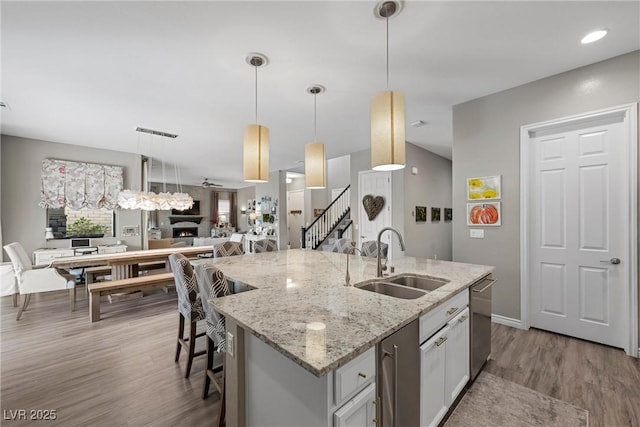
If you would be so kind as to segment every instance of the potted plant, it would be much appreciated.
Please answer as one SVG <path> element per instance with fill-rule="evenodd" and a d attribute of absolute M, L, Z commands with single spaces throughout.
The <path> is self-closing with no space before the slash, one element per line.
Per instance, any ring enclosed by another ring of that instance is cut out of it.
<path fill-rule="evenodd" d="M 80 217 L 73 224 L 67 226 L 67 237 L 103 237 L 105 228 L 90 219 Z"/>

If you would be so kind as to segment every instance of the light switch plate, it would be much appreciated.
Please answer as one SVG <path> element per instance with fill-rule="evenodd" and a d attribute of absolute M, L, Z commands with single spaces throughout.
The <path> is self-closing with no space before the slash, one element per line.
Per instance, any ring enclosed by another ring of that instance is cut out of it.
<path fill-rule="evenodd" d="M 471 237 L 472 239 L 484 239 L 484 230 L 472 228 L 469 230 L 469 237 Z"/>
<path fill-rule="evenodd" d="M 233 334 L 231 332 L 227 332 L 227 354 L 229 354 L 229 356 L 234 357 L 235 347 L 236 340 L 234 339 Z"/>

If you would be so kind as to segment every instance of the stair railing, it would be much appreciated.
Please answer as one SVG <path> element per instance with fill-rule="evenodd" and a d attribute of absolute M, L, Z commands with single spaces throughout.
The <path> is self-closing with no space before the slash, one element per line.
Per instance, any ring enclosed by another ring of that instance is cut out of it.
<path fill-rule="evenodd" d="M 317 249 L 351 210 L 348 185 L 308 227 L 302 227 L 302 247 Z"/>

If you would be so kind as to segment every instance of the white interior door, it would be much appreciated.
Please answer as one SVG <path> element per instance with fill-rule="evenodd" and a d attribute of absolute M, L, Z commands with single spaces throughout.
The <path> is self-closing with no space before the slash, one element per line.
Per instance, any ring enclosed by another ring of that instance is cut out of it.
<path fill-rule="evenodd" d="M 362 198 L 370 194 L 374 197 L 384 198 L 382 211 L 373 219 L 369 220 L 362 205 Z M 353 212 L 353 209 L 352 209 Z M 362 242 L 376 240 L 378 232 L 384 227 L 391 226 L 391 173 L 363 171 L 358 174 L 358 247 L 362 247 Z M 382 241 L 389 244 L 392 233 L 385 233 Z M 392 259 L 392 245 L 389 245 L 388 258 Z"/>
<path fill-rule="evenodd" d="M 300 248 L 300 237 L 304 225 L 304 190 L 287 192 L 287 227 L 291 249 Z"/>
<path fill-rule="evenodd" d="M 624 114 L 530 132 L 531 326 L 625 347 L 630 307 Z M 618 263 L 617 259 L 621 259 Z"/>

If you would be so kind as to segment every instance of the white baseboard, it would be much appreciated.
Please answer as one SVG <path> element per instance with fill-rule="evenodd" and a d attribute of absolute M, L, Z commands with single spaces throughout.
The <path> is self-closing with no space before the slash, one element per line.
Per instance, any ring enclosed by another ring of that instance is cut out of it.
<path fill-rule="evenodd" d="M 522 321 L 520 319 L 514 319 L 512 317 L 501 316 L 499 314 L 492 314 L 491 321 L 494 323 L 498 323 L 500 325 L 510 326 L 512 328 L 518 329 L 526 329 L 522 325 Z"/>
__________
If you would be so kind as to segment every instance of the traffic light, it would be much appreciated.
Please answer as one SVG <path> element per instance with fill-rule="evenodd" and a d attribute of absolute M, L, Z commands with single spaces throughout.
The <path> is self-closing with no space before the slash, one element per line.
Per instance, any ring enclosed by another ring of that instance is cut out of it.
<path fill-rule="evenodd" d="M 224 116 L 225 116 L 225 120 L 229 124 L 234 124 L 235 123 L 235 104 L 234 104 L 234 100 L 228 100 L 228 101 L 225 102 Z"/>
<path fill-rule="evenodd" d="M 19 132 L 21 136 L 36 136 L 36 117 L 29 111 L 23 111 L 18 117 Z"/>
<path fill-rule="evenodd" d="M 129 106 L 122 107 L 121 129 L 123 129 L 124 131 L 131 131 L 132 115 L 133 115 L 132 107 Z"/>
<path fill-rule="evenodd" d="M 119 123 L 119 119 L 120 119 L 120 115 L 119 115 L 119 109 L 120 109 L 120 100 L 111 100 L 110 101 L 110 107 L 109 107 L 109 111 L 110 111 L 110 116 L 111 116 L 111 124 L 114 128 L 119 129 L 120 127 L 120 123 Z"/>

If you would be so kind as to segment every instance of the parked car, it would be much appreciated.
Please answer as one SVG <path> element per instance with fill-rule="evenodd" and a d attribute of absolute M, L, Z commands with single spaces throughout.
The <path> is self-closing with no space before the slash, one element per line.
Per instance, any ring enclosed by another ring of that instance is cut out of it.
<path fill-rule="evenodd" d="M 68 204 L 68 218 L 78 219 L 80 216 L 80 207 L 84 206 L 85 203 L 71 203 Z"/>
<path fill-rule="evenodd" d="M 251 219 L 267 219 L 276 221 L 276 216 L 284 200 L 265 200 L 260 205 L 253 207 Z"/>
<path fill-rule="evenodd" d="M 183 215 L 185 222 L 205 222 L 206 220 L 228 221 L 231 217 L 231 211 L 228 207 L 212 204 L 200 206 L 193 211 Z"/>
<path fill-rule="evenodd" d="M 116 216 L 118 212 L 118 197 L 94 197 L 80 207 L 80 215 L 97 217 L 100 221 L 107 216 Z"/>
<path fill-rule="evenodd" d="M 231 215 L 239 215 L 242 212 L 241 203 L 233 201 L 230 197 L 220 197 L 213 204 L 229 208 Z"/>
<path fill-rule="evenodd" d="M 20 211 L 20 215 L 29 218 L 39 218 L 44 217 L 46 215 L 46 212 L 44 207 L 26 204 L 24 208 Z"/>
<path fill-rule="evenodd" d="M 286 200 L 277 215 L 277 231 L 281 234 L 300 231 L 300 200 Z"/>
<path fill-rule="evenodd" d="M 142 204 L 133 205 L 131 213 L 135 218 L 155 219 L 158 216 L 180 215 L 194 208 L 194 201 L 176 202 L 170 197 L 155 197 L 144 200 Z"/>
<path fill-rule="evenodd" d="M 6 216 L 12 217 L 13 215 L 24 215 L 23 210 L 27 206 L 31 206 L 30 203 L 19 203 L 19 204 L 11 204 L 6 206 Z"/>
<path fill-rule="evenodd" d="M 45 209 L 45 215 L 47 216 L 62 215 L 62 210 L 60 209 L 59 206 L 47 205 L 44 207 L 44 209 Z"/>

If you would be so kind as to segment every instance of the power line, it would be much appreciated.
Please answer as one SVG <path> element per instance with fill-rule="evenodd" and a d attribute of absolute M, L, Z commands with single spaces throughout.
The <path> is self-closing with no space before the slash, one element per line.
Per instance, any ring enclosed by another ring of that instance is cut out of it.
__________
Please find out how many lines of the material contain the string "white" and answer with the count alone.

Finished task
2